**Data to use**:
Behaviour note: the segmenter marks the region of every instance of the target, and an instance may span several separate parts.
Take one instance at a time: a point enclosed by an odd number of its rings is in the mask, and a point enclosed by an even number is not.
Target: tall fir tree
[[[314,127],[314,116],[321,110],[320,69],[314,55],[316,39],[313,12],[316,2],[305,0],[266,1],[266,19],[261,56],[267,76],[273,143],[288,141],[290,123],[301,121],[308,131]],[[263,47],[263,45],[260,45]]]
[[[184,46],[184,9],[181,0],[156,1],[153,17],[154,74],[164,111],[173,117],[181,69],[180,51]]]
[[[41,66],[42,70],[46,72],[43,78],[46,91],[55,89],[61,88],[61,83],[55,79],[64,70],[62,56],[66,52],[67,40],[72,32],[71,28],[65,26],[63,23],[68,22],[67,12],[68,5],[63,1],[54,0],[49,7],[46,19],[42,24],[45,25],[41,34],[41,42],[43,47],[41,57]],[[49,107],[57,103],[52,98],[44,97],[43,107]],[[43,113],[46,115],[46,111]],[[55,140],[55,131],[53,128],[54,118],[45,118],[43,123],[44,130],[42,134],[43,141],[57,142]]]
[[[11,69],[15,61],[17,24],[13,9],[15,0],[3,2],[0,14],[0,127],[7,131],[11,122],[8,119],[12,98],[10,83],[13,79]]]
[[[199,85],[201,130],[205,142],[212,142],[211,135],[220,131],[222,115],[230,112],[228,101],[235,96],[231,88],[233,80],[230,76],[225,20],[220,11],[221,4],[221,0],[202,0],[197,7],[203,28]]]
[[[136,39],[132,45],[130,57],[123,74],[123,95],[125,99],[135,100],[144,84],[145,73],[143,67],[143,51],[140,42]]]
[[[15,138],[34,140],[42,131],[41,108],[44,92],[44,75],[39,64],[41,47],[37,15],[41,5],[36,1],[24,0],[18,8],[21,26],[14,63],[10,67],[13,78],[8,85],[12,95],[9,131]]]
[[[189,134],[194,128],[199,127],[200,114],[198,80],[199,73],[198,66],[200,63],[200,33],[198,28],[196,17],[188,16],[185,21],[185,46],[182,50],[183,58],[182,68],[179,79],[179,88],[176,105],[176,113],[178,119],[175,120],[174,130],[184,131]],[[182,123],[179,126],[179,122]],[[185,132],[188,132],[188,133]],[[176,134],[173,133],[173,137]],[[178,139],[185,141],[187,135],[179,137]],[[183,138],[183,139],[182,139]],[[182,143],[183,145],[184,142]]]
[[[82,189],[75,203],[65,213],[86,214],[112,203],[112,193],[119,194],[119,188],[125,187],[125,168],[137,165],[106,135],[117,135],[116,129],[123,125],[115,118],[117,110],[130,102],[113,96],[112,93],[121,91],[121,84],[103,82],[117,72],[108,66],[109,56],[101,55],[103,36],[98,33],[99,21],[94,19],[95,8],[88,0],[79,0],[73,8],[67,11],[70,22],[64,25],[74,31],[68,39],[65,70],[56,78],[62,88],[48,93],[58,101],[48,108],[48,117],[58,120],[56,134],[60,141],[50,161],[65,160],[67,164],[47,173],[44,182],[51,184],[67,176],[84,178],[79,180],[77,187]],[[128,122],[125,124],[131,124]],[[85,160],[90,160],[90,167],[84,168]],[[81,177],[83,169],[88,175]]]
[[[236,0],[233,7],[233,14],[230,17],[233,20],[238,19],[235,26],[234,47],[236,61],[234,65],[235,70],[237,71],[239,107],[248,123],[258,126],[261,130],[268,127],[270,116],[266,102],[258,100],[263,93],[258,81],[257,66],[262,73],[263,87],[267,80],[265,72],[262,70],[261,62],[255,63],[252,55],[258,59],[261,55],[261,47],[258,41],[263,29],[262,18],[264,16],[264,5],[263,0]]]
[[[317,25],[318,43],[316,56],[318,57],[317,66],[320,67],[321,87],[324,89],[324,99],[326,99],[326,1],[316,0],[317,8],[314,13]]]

**Task instructions**: Reproduce all of the records above, every line, without changing any character.

**Written reply**:
Behaviour note: the segmenter marks the region of every instance of the target, and an instance may span several separate parts.
Take one instance at a time: a point enclosed by an odd number of its rings is in the mask, and a point enclosed by an even number is not.
Target: tall fir tree
[[[314,127],[314,116],[321,110],[320,69],[314,55],[316,39],[313,12],[316,2],[305,0],[266,1],[266,19],[261,56],[267,76],[273,143],[288,141],[290,123],[301,121],[308,131]],[[263,47],[263,45],[260,45]]]
[[[184,46],[184,9],[181,0],[156,1],[153,17],[154,74],[164,111],[173,117],[181,69],[180,51]]]
[[[41,66],[42,70],[46,72],[43,78],[46,91],[55,89],[61,88],[61,83],[55,79],[64,70],[62,56],[66,52],[67,40],[72,32],[71,28],[65,26],[63,23],[68,22],[67,12],[68,5],[63,1],[54,0],[49,7],[46,19],[42,24],[45,25],[41,34],[41,42],[43,47],[41,57]],[[49,107],[57,103],[52,98],[44,97],[43,107]],[[43,113],[46,115],[46,111]],[[55,140],[55,131],[53,128],[54,118],[45,118],[43,123],[44,130],[42,134],[43,141],[57,142]]]
[[[11,69],[15,61],[17,24],[13,9],[15,0],[3,2],[0,14],[0,127],[7,131],[11,122],[8,119],[12,98],[10,83],[13,79]]]
[[[199,85],[201,130],[205,142],[212,142],[211,135],[220,131],[222,115],[230,112],[228,101],[235,96],[231,88],[233,80],[230,76],[225,20],[220,11],[221,4],[221,0],[202,0],[197,7],[203,28]]]
[[[136,39],[132,45],[130,57],[123,74],[123,95],[125,99],[135,100],[144,84],[145,73],[143,67],[143,51],[140,42]]]
[[[15,138],[34,140],[42,131],[41,108],[44,92],[44,75],[39,64],[41,47],[37,15],[41,5],[36,1],[24,0],[18,8],[21,26],[14,63],[10,67],[13,78],[8,85],[12,95],[9,131]]]
[[[189,134],[194,128],[199,127],[200,114],[198,80],[199,73],[198,66],[200,63],[200,33],[198,28],[196,17],[188,16],[185,21],[185,46],[182,50],[183,58],[182,68],[179,79],[179,88],[176,105],[176,113],[178,119],[175,120],[174,130],[184,131]],[[182,123],[179,126],[179,122]],[[185,132],[188,132],[188,133]],[[176,134],[173,133],[173,137]],[[178,139],[185,141],[187,135],[179,137]],[[183,138],[183,139],[182,139]],[[182,143],[183,145],[184,142]]]
[[[82,189],[75,203],[65,213],[86,214],[112,203],[112,193],[119,194],[119,188],[125,187],[125,168],[137,165],[106,135],[117,135],[116,129],[123,125],[115,118],[117,110],[130,102],[113,96],[112,93],[121,91],[121,84],[103,82],[117,72],[108,66],[109,56],[101,55],[103,36],[98,33],[99,21],[94,19],[95,8],[88,0],[79,0],[73,8],[67,11],[70,22],[64,25],[74,31],[68,39],[65,70],[56,78],[62,88],[48,93],[58,101],[48,108],[48,117],[58,120],[56,134],[60,141],[50,161],[65,160],[67,164],[47,173],[44,182],[51,184],[67,176],[84,178],[79,180],[77,187]],[[128,122],[125,124],[131,124]],[[85,160],[90,160],[90,167],[84,168]],[[81,177],[83,169],[88,175]]]
[[[236,0],[233,7],[233,14],[230,17],[233,20],[238,19],[235,26],[234,47],[236,61],[234,65],[235,70],[237,71],[239,107],[248,123],[258,126],[261,130],[268,127],[270,116],[266,102],[258,100],[263,93],[258,81],[257,66],[262,73],[263,87],[267,80],[265,72],[262,70],[261,62],[255,63],[252,55],[258,59],[261,55],[261,47],[258,41],[263,29],[262,18],[264,16],[264,5],[263,0]]]
[[[317,25],[318,43],[316,56],[318,57],[317,66],[320,67],[321,87],[324,89],[324,99],[326,99],[326,1],[316,0],[317,8],[314,13]]]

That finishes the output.